▸ WHAT TO DO
Under this line is a listing; return exactly the lines starting at the one with "positive clicks: (3, 183)" and running down to the one with "positive clicks: (161, 105)", and leave out its pictures.

▸ INFORMATION SHOWN
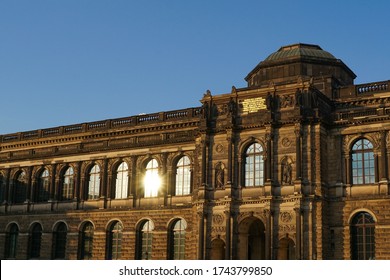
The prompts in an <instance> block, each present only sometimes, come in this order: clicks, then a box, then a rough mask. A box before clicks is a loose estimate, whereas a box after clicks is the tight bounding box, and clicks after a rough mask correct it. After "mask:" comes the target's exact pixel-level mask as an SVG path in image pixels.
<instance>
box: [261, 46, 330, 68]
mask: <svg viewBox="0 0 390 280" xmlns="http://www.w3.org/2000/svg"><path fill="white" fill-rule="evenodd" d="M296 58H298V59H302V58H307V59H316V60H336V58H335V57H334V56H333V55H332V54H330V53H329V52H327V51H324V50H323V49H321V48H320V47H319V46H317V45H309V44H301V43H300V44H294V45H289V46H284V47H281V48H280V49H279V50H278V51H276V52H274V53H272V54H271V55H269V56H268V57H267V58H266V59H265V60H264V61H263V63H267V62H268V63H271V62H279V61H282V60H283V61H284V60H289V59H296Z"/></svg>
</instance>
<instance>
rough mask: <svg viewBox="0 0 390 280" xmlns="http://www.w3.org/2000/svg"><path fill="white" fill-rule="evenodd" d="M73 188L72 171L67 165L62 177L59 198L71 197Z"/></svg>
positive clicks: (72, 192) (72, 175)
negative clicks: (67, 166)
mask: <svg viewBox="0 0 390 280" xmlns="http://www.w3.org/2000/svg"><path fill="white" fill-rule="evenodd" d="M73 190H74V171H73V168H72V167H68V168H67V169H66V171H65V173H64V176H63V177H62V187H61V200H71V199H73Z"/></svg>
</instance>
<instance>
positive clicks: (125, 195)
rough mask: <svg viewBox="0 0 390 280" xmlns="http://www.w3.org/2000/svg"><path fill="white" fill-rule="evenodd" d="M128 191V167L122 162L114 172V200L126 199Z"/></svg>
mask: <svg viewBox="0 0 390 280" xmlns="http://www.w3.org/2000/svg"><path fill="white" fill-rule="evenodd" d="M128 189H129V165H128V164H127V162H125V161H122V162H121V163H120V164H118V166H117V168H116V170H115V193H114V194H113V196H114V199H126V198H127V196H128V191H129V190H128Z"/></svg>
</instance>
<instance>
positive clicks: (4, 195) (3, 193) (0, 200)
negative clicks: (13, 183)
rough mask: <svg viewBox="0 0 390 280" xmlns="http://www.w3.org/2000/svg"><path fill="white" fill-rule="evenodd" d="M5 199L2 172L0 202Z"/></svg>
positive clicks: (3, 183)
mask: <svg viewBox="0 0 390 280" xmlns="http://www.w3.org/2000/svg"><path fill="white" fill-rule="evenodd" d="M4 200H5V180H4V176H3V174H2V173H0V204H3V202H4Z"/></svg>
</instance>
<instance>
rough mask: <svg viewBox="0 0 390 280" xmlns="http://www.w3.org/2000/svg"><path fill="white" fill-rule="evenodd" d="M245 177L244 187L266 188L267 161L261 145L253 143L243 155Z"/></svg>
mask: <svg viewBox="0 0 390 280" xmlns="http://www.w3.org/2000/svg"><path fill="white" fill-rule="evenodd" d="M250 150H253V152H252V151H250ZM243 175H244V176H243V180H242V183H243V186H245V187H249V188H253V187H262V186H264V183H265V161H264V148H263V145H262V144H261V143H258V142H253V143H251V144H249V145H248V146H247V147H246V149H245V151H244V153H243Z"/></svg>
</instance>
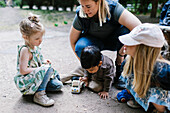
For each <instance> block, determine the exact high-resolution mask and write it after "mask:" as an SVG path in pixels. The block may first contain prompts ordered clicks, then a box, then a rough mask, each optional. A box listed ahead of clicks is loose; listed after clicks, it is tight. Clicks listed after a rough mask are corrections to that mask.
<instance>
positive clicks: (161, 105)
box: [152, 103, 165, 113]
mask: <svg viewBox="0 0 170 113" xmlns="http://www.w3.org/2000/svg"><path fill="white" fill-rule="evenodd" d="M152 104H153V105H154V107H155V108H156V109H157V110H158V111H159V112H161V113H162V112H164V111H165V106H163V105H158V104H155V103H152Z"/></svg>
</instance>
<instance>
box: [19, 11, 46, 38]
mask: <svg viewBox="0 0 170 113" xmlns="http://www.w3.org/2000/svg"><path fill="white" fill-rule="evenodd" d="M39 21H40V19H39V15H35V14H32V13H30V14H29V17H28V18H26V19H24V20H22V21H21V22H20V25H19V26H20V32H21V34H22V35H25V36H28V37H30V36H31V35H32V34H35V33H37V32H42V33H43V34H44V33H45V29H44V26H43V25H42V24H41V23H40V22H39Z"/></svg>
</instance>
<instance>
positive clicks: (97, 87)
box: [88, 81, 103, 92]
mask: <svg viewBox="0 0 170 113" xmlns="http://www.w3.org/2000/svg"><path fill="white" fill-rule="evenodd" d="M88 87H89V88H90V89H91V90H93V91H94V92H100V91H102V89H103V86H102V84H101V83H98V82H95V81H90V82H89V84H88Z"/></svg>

▸ ANSWER
positive clicks: (3, 183)
mask: <svg viewBox="0 0 390 280" xmlns="http://www.w3.org/2000/svg"><path fill="white" fill-rule="evenodd" d="M4 200H5V180H4V176H3V174H2V173H0V204H3V202H4Z"/></svg>
</instance>
<instance>
rough mask: <svg viewBox="0 0 390 280" xmlns="http://www.w3.org/2000/svg"><path fill="white" fill-rule="evenodd" d="M245 177L244 187L266 188L267 161L261 145L253 143L243 155Z"/></svg>
mask: <svg viewBox="0 0 390 280" xmlns="http://www.w3.org/2000/svg"><path fill="white" fill-rule="evenodd" d="M250 150H253V152H252V151H250ZM243 175H244V176H243V180H242V183H243V186H245V187H249V188H253V187H262V186H264V183H265V161H264V148H263V145H262V144H261V143H258V142H253V143H251V144H249V145H248V146H247V147H246V149H245V151H244V153H243Z"/></svg>
</instance>
For each <instance> block, determine the exact high-resolution mask and write it after "mask:" as an SVG path in pixels. The block may first contain prompts ordered clicks, then a box, then a rough mask, each optional. A box listed ahead of clicks is loose; listed after clicks, it is tight. Clicks listed after a rough mask are corrections to that mask.
<instance>
positive clicks: (161, 105)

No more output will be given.